[Task details]: In every one of the records below, can you replace "endpoint" with "service" and write the lines out again with nothing else changed and the pictures omitted?

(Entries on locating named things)
--
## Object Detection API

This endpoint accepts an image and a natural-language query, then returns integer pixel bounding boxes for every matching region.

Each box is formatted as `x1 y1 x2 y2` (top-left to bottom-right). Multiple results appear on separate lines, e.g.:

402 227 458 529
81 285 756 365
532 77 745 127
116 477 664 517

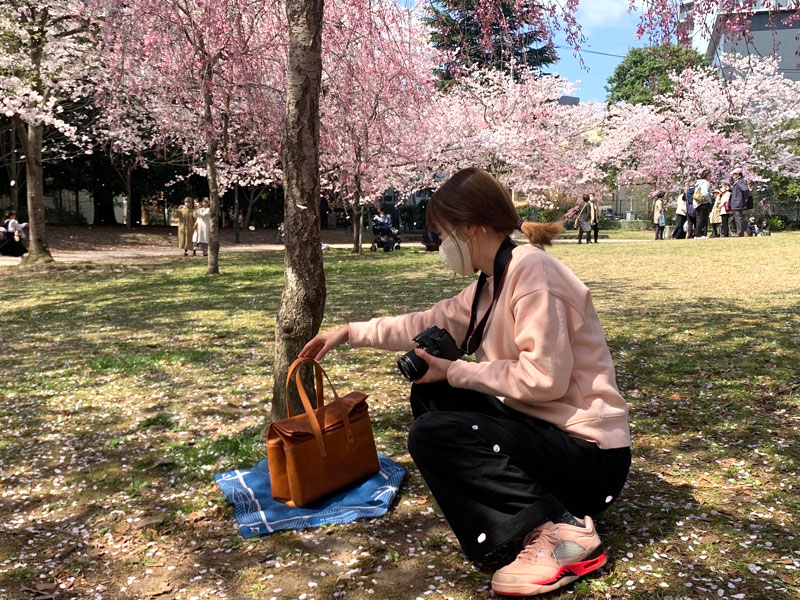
--
[Output for this exercise]:
## Object Detection API

This service accepts an image and a natural-language query, then returns integer pixel bounding boxes for every matching region.

Each box is formatted as `x1 y1 x2 y2` (top-left to bottom-right). Multiple results appear on separate lines, e.g.:

402 227 458 529
81 285 756 365
532 77 745 127
116 477 664 517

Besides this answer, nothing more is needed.